#### [Given request]
Return the lines of the records from the one containing "find | crowd of people in circle" through the end of the records, copied verbatim, with both ends included and nothing else.

#### [Given records]
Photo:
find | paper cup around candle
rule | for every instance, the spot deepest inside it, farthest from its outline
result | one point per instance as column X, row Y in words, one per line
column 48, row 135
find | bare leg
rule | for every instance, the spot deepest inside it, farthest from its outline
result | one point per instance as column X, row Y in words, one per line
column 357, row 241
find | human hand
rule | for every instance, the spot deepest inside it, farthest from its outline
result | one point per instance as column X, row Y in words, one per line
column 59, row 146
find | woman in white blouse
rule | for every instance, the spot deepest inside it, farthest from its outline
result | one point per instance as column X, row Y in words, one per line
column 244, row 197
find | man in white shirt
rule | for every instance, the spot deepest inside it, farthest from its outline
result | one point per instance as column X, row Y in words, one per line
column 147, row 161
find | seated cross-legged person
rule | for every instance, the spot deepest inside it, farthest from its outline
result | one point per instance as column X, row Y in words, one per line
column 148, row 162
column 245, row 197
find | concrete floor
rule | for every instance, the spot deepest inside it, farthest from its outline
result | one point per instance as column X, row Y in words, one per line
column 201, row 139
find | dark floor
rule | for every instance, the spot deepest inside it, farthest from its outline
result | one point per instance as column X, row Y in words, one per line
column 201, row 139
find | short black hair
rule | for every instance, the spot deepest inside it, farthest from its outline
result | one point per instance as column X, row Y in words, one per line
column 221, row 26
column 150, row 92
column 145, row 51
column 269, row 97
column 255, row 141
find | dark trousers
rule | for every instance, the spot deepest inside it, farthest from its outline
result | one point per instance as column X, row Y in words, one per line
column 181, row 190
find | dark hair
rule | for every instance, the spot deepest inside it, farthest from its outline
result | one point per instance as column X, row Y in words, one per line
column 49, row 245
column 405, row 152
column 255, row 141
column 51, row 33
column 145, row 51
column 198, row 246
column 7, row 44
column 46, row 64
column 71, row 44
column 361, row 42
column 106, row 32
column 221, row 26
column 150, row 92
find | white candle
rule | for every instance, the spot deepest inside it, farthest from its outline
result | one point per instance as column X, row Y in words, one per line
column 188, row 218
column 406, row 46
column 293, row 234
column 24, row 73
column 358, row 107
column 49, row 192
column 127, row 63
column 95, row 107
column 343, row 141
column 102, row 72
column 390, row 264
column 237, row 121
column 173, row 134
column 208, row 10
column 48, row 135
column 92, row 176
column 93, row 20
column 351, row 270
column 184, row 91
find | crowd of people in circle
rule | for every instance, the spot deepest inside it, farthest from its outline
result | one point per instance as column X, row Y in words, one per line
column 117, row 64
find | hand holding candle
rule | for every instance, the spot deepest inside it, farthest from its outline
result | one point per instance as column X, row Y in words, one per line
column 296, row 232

#### [Answer to the exercise]
find | crowd of people in circle
rule | for every instance, the spot deepest inside it, farthest from its outline
result | one point per instance as column X, row Y in words, one per line
column 117, row 64
find | hand holding candle
rule | for every instance, the spot deepest inside it, farthest from its outline
result | one point per instance as column X, row Y in words, one per line
column 296, row 232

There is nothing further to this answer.